Video lecture for this chapter
In order to accurately describe how things move, you need to be careful in how you describe the motion and the terms you use. Scientists are usually very careful about the words they use to explain something because they want to accurately represent nature. Language can often be imprecise and as you know, statements can often be misinterpreted. Because the goal of science is to find the single true nature of the universe, scientists try to carefully choose their words to accurately represent what they see. That is why scientific papers can look so ``technical'' (and even, introductory astronomy textbooks!)
When you think of motion, you may first think of something moving at a uniform speed. The speed = (the distance travelled)/(the time it takes). Because the distance is in the top of the fraction, there is a direct relation between the speed and the distance: the greater the distance travelled in a given time, the greater is the speed. However, there is an inverse relation between time and speed (time is in the bottom of the fraction): the smaller the time it takes to cover a given distance, the greater the speed must be.
To more completely describe all kinds of changes in motion, you also need to consider the direction along with the speed. For example, a ball thrown upward at the same speed as a ball thrown downward has a different motion. This inclusion of direction will be particularly important when you look at an object orbiting a planet or star. They may be moving at a uniform speed while their direction is constantly changing. The generalization of speed to include direction is called velocity. The term velocity includes both the numerical value of the speed and the direction something is moving.

■ Set task 1
In the records below, arrange the lines as a numbered list, starting at the line that has "white column, each" and ending after the line that has "[(1175, 197), (1005, 539)]". Leave out blank lines and the pictures.

■ Records for the task
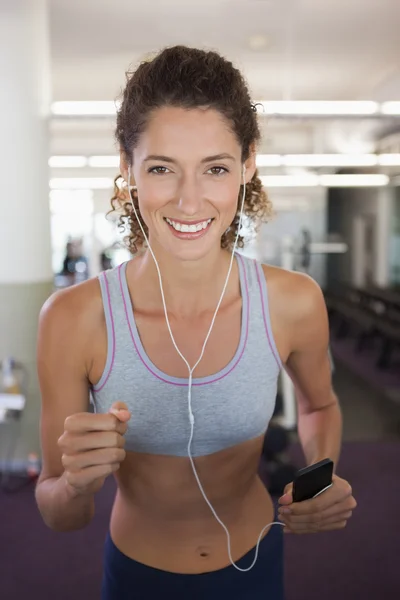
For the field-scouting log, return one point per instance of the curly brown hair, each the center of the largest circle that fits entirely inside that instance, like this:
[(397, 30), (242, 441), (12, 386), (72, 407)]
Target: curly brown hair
[(188, 78)]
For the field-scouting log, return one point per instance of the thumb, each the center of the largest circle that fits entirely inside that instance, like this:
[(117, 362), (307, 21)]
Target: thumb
[(121, 411), (287, 496)]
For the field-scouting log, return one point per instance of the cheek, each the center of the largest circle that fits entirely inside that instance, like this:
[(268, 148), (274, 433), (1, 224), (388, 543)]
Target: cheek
[(227, 205), (151, 201)]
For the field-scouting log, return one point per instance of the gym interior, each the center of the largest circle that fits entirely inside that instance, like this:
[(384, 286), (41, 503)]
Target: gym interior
[(326, 80)]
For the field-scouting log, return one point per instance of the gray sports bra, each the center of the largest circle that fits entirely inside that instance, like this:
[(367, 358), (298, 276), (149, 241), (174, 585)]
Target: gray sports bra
[(229, 407)]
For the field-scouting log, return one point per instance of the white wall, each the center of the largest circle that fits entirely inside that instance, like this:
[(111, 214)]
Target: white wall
[(356, 206), (296, 209)]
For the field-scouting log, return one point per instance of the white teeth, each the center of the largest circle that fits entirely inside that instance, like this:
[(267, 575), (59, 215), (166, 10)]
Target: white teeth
[(189, 228)]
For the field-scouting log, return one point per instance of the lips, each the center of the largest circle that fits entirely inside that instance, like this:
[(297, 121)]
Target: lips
[(188, 230), (188, 227)]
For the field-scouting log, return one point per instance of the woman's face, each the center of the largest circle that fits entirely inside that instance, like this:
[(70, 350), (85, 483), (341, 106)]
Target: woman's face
[(187, 169)]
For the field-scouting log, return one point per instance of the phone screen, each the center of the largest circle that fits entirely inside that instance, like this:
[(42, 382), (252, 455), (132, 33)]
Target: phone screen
[(312, 480)]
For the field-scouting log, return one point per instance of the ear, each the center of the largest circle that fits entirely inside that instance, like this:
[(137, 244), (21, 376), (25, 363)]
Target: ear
[(124, 167), (250, 164)]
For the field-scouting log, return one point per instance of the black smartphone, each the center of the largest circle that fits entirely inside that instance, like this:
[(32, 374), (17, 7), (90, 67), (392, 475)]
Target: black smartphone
[(313, 480)]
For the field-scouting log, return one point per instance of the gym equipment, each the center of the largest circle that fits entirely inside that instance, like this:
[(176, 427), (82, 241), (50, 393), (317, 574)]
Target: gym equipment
[(278, 475), (276, 441), (296, 254)]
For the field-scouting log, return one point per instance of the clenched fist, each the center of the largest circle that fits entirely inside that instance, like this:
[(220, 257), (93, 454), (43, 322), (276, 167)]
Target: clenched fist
[(92, 447)]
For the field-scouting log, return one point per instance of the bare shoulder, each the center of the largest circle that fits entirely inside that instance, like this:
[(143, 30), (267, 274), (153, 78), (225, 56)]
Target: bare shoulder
[(298, 294), (298, 309), (74, 311)]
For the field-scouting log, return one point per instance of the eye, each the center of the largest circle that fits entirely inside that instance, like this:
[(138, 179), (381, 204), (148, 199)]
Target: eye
[(157, 170), (220, 170)]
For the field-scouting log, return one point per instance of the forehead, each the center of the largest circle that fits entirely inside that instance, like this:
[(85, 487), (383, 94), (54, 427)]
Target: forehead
[(181, 131)]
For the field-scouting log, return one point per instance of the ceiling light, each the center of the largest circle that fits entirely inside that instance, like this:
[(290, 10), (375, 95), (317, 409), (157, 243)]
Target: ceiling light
[(104, 161), (353, 180), (389, 160), (369, 180), (268, 160), (329, 160), (317, 107), (81, 183), (67, 161), (81, 108), (289, 180), (391, 108)]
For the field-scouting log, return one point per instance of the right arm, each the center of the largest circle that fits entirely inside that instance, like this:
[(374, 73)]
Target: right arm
[(79, 449)]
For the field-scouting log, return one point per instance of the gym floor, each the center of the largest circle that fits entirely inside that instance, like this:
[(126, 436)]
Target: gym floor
[(358, 562)]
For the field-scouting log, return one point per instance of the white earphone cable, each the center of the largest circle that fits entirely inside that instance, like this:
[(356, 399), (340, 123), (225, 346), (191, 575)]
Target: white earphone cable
[(191, 369)]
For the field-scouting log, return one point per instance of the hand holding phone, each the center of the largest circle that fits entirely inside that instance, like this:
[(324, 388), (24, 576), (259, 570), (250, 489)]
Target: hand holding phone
[(313, 480)]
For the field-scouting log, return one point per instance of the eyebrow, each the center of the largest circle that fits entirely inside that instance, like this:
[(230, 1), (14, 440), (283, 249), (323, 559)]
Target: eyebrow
[(213, 158)]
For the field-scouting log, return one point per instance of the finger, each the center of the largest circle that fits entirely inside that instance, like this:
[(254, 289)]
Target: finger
[(328, 498), (318, 528), (121, 411), (84, 478), (91, 422), (287, 496), (332, 511), (92, 458), (316, 520), (74, 443)]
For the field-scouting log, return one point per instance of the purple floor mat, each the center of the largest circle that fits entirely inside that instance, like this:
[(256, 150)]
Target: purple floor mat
[(358, 563)]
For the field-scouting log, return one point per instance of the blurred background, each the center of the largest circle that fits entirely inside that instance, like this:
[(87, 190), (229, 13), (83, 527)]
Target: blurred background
[(326, 75)]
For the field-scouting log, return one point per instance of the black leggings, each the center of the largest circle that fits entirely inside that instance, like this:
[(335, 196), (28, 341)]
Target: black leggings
[(127, 579)]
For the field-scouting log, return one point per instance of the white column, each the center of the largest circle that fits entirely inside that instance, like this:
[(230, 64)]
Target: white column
[(24, 110), (25, 243), (383, 232)]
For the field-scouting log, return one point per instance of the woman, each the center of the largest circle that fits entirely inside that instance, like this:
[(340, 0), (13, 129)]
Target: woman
[(187, 133)]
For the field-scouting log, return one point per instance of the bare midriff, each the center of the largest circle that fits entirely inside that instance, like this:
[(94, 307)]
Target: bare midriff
[(161, 519)]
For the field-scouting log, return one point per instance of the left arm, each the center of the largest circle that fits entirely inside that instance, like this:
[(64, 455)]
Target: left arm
[(308, 365), (319, 414)]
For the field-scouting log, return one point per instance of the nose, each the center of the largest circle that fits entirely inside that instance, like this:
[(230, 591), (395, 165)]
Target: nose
[(189, 194)]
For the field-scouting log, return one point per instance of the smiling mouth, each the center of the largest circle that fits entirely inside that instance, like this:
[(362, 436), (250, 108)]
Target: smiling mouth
[(195, 227)]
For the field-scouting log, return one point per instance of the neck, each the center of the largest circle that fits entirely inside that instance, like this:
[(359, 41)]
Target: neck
[(190, 287)]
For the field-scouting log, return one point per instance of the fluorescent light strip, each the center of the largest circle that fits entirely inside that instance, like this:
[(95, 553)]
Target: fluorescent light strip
[(82, 108), (81, 183), (67, 161), (104, 161), (370, 180), (284, 108), (354, 180), (324, 107), (389, 160), (391, 108)]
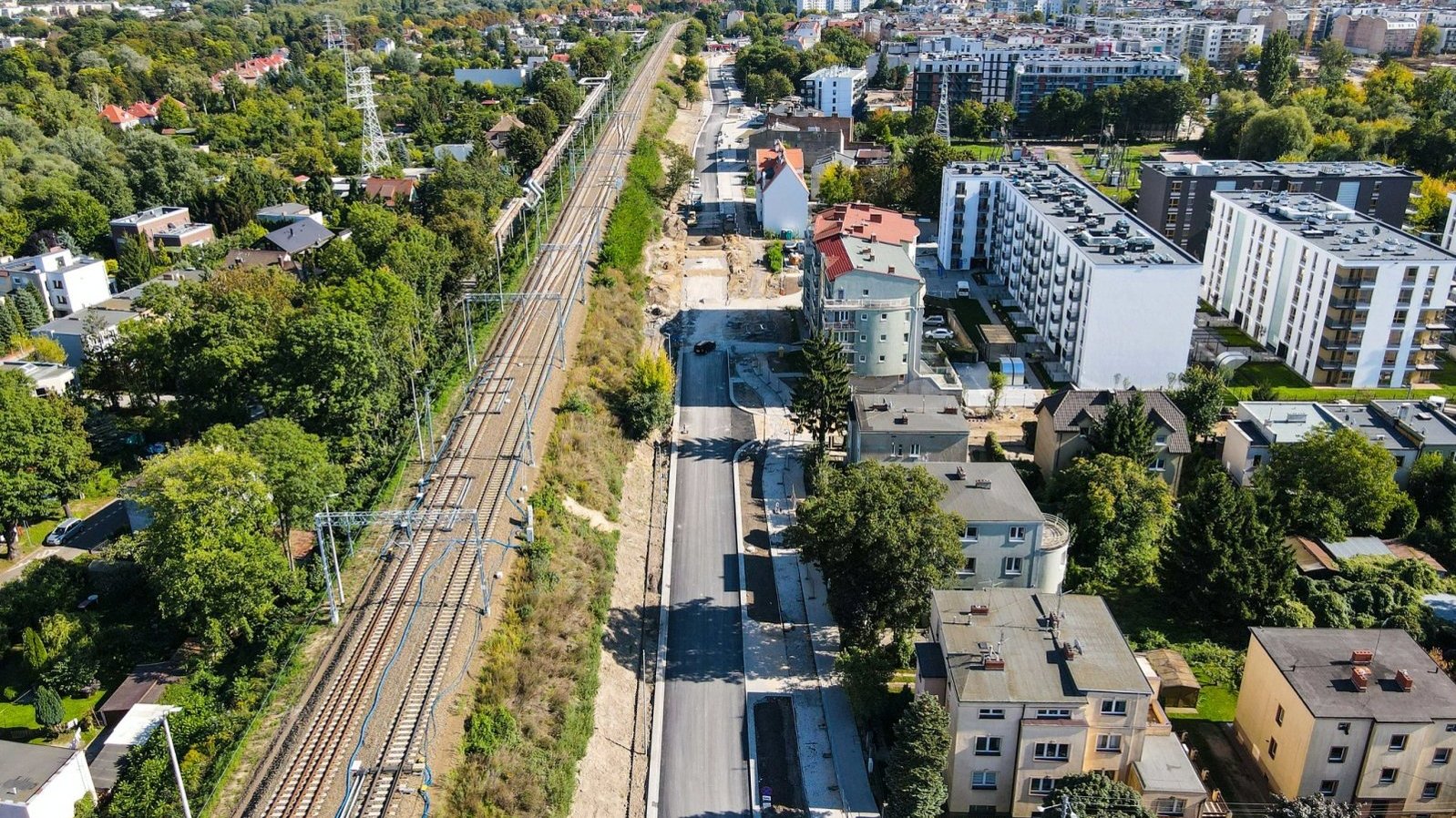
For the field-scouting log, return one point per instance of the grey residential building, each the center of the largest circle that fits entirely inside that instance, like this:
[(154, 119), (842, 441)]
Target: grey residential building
[(1175, 197), (1005, 539)]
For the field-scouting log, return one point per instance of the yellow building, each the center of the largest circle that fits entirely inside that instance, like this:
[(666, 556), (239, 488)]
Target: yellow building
[(1353, 715)]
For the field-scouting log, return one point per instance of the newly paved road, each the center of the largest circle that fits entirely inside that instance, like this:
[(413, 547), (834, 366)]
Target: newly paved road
[(705, 772)]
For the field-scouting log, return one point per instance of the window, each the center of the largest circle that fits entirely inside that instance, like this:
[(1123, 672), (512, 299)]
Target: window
[(1051, 752)]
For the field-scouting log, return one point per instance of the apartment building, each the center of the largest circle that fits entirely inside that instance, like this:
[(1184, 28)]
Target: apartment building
[(836, 89), (1343, 299), (1353, 715), (66, 281), (1112, 302), (1007, 542), (1042, 686), (862, 285), (1175, 195)]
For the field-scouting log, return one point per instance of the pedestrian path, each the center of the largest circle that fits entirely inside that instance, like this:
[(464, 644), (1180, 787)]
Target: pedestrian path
[(798, 657)]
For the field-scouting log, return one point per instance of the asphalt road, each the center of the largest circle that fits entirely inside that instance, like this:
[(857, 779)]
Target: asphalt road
[(705, 772)]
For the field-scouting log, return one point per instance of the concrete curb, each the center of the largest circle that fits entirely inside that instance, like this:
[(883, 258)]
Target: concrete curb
[(654, 763)]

■ Set task 2
Write out the entire passage on speed and velocity word for word.

■ Task solution 1
1. For the field-scouting log, return one point per instance of the white column, each the center of the largest circle that fits entirely inside that instance, like this:
2. [(230, 64)]
3. Target: white column
4. [(24, 110), (25, 243), (383, 232)]
5. For the field-scouting log, return one point per instance of the woman, each the center of the largest circle that fits entirely inside that instance, like this:
6. [(340, 0), (13, 129)]
7. Target: woman
8. [(187, 133)]
9. For the field-scouting log, return one point per instance of the bare midriff, each the center of the largest circle that fits entirely inside that instance, like this:
10. [(94, 307)]
11. Target: bare midriff
12. [(161, 519)]
13. For the field-scouting log, return one point per instance of the left arm, each the center of the largest circle that fits entirely inside that instance, like this:
14. [(64, 455)]
15. Target: left arm
16. [(308, 365), (319, 414)]
17. For the field-scouting log, return one point per instance of the nose, each the center of the largest circle that fits entirely inside that instance, like this:
18. [(230, 591), (395, 165)]
19. Target: nose
20. [(189, 194)]
21. For the field-scouting log, return one point per instance of the smiling mouth, each the center of the largest circle that fits entirely inside that instance, like this:
22. [(362, 436), (250, 108)]
23. Target: smiling mouth
24. [(195, 227)]
25. For the field-scouting log, return one point per instance of the neck, each the center of the largest circle that fits entirely inside that instance, like this:
26. [(359, 41)]
27. Target: neck
28. [(190, 287)]
29. For the field-scouting log, return one point per instance of the fluorescent light strip, each the center of the largest circle that fits entirely inside that instance, like this:
30. [(95, 553)]
31. Target: fluorescent light strip
32. [(82, 108), (81, 183), (67, 161), (104, 161), (370, 180), (284, 108), (354, 180), (324, 107), (389, 160), (391, 108)]
33. For the field-scouting log, return one point per instance of the grey residential building, each the center of the largest circle that fits entirely inside that instance, like this:
34. [(154, 119), (842, 441)]
35. Target: grey residential building
36. [(1175, 197), (1005, 539)]

■ Task solution 2
Video lecture for this chapter
In order to accurately describe how things move, you need to be careful in how you describe the motion and the terms you use. Scientists are usually very careful about the words they use to explain something because they want to accurately represent nature. Language can often be imprecise and as you know, statements can often be misinterpreted. Because the goal of science is to find the single true nature of the universe, scientists try to carefully choose their words to accurately represent what they see. That is why scientific papers can look so ``technical'' (and even, introductory astronomy textbooks!)
When you think of motion, you may first think of something moving at a uniform speed. The speed = (the distance travelled)/(the time it takes). Because the distance is in the top of the fraction, there is a direct relation between the speed and the distance: the greater the distance travelled in a given time, the greater is the speed. However, there is an inverse relation between time and speed (time is in the bottom of the fraction): the smaller the time it takes to cover a given distance, the greater the speed must be.
To more completely describe all kinds of changes in motion, you also need to consider the direction along with the speed. For example, a ball thrown upward at the same speed as a ball thrown downward has a different motion. This inclusion of direction will be particularly important when you look at an object orbiting a planet or star. They may be moving at a uniform speed while their direction is constantly changing. The generalization of speed to include direction is called velocity. The term velocity includes both the numerical value of the speed and the direction something is moving.